▶ [Goal]
Update the material from the line that contains "Note: for this drill, mark the window with" through the end, changing "window" to "kitchen window" and leaving everything else unchanged. Return only those lines.
[Start Exercise materials]
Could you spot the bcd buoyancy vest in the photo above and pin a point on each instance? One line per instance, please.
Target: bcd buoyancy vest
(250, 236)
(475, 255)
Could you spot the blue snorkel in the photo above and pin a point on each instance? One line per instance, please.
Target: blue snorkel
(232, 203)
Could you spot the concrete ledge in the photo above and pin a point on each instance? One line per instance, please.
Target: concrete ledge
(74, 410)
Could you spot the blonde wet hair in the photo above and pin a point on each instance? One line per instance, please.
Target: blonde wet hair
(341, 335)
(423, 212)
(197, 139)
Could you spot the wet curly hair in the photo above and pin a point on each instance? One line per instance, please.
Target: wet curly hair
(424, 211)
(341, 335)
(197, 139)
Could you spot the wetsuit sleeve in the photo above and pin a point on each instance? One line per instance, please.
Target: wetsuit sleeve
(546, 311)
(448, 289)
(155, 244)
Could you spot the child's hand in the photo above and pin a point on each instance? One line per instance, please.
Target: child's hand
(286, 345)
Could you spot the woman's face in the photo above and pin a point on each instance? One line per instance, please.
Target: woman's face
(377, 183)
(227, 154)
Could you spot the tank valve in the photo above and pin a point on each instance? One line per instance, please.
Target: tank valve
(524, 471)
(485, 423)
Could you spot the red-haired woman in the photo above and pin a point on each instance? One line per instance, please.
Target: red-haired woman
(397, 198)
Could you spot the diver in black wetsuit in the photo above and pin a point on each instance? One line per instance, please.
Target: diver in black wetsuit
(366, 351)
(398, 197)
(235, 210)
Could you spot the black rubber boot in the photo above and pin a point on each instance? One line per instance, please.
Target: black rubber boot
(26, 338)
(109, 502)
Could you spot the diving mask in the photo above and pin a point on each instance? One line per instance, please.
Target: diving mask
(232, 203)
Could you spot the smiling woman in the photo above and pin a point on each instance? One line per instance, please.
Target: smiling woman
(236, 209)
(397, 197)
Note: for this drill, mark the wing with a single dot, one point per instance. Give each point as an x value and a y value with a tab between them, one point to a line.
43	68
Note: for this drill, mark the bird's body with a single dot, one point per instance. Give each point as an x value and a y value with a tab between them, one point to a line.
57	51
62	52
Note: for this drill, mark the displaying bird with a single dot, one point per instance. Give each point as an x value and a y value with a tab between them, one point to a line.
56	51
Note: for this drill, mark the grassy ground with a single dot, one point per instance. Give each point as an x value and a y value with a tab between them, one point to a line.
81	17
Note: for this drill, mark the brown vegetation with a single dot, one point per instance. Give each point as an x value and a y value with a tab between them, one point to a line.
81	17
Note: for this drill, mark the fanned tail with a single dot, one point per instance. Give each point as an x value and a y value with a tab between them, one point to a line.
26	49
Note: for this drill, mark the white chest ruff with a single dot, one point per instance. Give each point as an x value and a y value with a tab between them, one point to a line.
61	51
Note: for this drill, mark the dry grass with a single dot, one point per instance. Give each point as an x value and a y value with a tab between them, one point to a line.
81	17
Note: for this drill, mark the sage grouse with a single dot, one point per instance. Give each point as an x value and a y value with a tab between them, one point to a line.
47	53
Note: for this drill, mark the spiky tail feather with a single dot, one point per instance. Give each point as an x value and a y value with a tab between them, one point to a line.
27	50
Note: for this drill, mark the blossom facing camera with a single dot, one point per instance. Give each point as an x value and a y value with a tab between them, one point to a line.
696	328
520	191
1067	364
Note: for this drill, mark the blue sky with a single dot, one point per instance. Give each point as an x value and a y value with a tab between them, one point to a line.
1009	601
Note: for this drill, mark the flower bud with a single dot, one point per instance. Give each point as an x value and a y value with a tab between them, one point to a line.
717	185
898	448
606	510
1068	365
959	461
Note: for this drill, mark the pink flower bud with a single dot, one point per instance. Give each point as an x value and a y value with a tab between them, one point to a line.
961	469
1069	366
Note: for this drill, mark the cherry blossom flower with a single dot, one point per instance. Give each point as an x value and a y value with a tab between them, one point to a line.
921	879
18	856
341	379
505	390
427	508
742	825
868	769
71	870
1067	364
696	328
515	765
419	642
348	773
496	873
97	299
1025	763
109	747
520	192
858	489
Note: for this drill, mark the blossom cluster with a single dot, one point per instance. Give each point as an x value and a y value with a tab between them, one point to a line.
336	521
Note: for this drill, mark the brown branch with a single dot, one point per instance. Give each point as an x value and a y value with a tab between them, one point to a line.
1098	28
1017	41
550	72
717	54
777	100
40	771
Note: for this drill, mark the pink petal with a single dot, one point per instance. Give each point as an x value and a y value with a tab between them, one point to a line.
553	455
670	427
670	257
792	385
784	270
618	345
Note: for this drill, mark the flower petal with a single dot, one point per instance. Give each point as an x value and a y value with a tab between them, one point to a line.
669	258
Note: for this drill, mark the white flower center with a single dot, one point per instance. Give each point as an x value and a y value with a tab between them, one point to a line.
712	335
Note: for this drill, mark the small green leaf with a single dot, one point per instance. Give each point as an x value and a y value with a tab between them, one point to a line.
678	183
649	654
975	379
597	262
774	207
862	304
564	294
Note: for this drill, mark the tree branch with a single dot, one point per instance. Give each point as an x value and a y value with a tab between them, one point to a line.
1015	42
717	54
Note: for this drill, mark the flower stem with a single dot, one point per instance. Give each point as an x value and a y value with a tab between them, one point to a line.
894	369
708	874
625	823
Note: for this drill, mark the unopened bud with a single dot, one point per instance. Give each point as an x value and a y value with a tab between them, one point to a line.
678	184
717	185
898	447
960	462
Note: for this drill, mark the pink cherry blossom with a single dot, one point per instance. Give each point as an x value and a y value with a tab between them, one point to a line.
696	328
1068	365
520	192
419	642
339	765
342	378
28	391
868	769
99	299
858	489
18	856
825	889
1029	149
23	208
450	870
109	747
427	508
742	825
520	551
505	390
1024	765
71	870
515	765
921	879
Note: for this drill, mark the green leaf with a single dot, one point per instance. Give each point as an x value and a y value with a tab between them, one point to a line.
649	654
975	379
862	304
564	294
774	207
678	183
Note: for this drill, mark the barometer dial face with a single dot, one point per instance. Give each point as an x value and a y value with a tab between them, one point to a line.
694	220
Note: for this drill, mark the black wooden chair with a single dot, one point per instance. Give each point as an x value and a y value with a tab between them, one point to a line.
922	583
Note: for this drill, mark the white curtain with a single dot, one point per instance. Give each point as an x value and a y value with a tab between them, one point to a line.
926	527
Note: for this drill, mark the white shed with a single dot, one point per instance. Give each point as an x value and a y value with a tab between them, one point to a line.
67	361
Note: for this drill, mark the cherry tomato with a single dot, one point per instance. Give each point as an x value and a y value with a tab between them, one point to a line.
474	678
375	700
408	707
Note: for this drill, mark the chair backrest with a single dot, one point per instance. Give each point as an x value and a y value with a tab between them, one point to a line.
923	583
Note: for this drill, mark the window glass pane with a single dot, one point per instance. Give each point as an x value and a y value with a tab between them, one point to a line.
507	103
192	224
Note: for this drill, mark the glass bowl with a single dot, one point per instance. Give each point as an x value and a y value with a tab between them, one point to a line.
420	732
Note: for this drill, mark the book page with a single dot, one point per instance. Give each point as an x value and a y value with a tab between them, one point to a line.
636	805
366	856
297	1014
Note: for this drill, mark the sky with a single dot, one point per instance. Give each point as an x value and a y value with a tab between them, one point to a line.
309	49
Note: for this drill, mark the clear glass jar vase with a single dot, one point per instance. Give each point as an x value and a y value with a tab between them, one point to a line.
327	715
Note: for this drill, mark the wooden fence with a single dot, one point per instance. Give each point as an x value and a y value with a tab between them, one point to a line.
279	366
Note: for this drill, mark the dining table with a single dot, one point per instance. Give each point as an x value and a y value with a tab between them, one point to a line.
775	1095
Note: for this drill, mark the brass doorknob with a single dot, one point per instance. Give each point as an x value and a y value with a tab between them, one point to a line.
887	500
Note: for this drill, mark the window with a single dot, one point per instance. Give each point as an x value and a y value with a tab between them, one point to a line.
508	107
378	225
[End Exercise materials]
▶ [The output]
Note: for this drill, mark the kitchen window with a single dot, one point per instance. Give each point as an x value and a y value with a tab between them, one point to a line.
508	107
378	225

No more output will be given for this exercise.